§ Required action
Write the records out exactly, so that no picture remains in the copy.

§ Records shown
• • • •

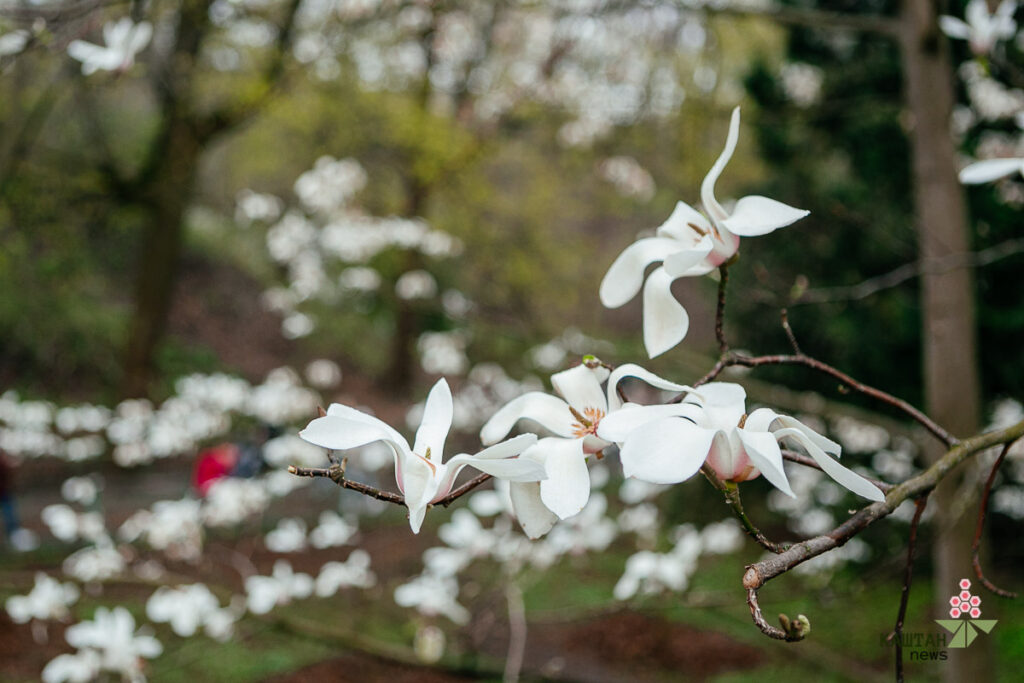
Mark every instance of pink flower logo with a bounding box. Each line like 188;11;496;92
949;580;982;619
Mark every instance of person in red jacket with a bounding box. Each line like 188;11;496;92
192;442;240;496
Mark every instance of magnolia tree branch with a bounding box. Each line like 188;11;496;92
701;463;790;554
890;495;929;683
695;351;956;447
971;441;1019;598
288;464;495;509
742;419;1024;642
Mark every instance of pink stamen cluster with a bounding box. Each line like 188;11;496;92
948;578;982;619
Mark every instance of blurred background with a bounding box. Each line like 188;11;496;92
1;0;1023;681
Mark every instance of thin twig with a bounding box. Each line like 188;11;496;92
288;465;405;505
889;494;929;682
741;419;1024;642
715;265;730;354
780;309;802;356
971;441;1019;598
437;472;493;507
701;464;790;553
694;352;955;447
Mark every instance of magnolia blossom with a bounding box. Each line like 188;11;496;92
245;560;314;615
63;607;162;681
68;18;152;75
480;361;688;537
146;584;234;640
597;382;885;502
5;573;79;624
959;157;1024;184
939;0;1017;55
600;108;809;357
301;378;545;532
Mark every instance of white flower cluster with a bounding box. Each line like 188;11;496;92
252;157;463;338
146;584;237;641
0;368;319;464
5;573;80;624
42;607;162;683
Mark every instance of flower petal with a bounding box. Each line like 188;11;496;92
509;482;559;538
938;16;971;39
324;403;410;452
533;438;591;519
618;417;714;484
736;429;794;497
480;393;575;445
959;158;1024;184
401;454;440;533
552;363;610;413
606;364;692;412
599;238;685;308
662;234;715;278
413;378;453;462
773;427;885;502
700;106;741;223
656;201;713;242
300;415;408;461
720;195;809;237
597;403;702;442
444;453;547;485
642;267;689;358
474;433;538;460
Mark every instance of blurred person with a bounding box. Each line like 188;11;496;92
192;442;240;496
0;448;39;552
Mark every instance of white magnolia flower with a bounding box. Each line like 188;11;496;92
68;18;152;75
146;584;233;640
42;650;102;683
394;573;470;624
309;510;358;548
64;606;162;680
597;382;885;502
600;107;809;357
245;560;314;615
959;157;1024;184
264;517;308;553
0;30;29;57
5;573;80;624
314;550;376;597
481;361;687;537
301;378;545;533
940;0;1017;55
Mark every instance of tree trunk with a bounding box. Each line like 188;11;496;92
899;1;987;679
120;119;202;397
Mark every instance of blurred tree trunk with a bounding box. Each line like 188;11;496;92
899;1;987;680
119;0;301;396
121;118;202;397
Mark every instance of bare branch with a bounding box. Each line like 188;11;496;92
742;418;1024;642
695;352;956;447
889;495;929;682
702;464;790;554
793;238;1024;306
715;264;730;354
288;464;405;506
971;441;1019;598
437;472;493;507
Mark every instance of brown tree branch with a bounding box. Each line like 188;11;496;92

• • • •

§ Solution to this task
Mark every instance of pink flower logo with a bounding box. Each line like 188;11;496;92
949;580;982;619
Mark every instance of person in red jacket with a bounding box. Each line like 188;11;496;92
192;442;240;496
Mark every instance of magnolia tree branch with a bounding box. Each line like 188;11;496;92
701;463;790;554
890;495;929;683
695;351;956;447
971;441;1019;598
288;464;495;509
742;419;1024;642
Mark every instance of pink stamen cluster with a bounding box. Each line like 188;11;496;92
948;578;982;619
Mark every instance of blurred background with a bounding box. Each line like 188;11;496;92
1;0;1023;681
Mark every instance of thin twig with a bounding box. Each line like 188;11;496;92
288;465;405;505
889;494;929;682
741;419;1024;642
715;265;730;354
780;309;802;356
971;441;1019;598
437;472;493;507
701;464;790;553
694;352;955;447
Mark every instance of magnolia blossom with a bounding box. Each line like 188;11;496;92
245;560;314;615
63;607;162;681
68;18;152;75
480;361;688;537
146;584;234;640
597;382;885;502
5;573;79;624
959;157;1024;184
939;0;1017;55
600;108;809;357
301;378;545;532
Mark every instance of white flower cluster with a bounding box. Each line like 188;11;496;92
252;157;463;338
146;584;237;641
0;368;319;464
5;573;80;624
42;607;162;683
Mark every instance of flower petal with a bounding box. Each line like 188;11;496;92
509;482;559;538
938;16;971;39
324;403;410;452
533;438;591;519
618;417;714;484
736;429;794;497
480;393;575;445
959;158;1024;184
401;454;440;533
552;363;610;413
606;364;692;412
599;238;685;308
662;234;715;278
413;378;453;462
773;427;885;502
700;106;741;223
656;201;713;242
300;415;408;461
720;195;809;237
597;403;702;442
444;453;547;485
642;267;689;358
474;433;538;460
Mark every instance of blurred person with a bounding box. Each line like 188;11;496;92
192;442;240;496
0;448;39;552
Mark every instance of white magnolia flower with a bounding box. Each line like 188;11;496;92
68;18;152;75
146;584;233;640
42;650;102;683
394;573;470;624
309;510;358;548
64;606;162;680
597;382;885;502
600;107;809;357
245;560;314;615
959;157;1024;184
264;517;308;553
0;30;29;57
5;573;80;624
314;550;376;597
481;361;687;537
301;378;545;533
940;0;1017;55
Mark every instance of tree trunk with a bounding box. Each line like 188;11;496;92
899;1;987;679
120;119;202;397
Mark every instance of blurred tree trunk with a bounding box. Each line like 188;11;496;92
899;1;987;680
119;0;301;396
121;118;202;397
Mark every instance of bare branch with a bounding box. Each line like 188;11;496;92
742;418;1024;642
695;352;956;447
889;495;929;682
702;464;790;554
793;238;1024;306
715;264;730;354
288;464;405;506
971;441;1019;598
437;472;493;507
Mark every instance of brown tree branch with a bounding box. Each line like 188;11;496;92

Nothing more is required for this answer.